Task goal.
Reproduce the data below line for line, with no changes.

Material for this task.
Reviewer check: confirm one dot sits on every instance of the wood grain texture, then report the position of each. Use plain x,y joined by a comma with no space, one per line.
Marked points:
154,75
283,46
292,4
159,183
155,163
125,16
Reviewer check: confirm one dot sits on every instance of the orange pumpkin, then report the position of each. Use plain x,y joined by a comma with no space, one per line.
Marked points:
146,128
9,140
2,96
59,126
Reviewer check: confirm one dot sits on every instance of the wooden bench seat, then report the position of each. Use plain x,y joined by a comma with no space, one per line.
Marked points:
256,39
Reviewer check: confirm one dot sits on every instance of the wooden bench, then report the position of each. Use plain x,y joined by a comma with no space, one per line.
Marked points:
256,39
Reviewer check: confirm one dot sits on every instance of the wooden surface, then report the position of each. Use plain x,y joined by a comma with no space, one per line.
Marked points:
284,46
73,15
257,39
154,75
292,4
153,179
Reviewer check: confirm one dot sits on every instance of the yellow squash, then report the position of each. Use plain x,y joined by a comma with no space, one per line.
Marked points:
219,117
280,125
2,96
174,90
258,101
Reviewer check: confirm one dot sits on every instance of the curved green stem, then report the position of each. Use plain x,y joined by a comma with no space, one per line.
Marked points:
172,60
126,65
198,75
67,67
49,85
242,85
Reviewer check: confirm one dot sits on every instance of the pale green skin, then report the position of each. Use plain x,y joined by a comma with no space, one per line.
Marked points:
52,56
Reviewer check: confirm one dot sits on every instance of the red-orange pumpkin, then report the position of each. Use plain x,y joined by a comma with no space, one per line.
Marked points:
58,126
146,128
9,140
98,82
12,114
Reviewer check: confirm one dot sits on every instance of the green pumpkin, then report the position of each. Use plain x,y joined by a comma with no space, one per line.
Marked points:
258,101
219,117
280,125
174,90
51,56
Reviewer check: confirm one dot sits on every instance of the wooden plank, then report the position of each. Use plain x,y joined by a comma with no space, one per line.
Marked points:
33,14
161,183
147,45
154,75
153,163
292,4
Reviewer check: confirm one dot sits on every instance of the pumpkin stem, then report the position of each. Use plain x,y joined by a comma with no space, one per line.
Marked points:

Finished exercise.
Reviewer check: confirm one dot sits on every instance of the wood grain texture, then report the position of each. Use plain x,y joined by a comma with no space, one per line.
Marked points:
154,75
283,46
292,4
159,183
155,163
125,16
Reviewer check: confirm one dot sits on every instance of the orange pumpkin, then report the position of each. Use plain x,y joined by a comma with no space, one per line.
Marked points:
146,128
9,140
2,96
59,126
Reviewer check: confirm one dot sits on every instance of the wooden bench seat, then report the position of each. Use plain x,y joined by a comma with no space, one per line.
Marked points:
256,39
Reviewer check: confirm one dot sits on every instance of the wooden bench, then report the position of each. Use plain x,y joined by a comma with no space, one per line.
Marked points:
256,39
Reviewer check: confirm one dot sits on every instance of the wooden surface, then report the position of each. Use plain x,y joined by a comma with no space, one per line.
Marked points:
284,46
73,15
257,39
154,75
292,4
153,179
Reviewer check: confirm one dot sits on every instance of the yellow squash, then report the position of each. Use plain x,y joined by a comma with no space, one per line.
Marked points:
219,117
280,125
2,96
174,90
258,101
Reviewer check: confirm one dot sits on every instance of the curved green stem, then report the position of each. Use plain x,y joined by a comma with no space, one per line.
Marked points:
172,60
126,65
198,75
67,67
49,85
242,85
Reviewer check: confirm one dot sits on every instance of the pale green skin, then report the position of each. Use plain x,y joined by a comma with no space, one per line.
Marked points:
52,56
Reviewer check: confirm one dot sits on every instance of the red-orange pumpkin, then report the position of each. Use plain x,y joined by a comma with no space, one per line.
Marked points:
58,126
146,128
9,140
98,82
12,114
Reviewer check: confirm one dot sits on every instance of the green pumpkin, then report the position of each. Use plain x,y joined by a comma with no space, one per line.
Marked points:
258,101
219,117
280,125
174,90
51,56
Reviewer check: confirm one dot sits on every instance of the wooden plank, then report the position of each. Use plain x,y joined by a comma with no space, one per line.
Marked points:
33,14
161,183
147,45
154,75
153,163
292,4
Reviewer check: confirm one dot sits on every instance of the pumpkin stem, then report the position of each. Use plain x,y joined by a comma with no space, one per line.
Marked points:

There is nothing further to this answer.